What is needed is an exact copy of all the data.

** Opening PROVIDED DATA block **

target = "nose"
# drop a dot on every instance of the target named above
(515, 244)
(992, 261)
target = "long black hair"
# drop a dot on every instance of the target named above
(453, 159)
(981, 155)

** Closing PROVIDED DATA block **

__COMPLETED EXERCISE__
target = "nose"
# drop a dot on every instance of the target named above
(515, 244)
(992, 261)
target = "long black hair"
# drop a dot on every instance of the target named above
(453, 159)
(981, 155)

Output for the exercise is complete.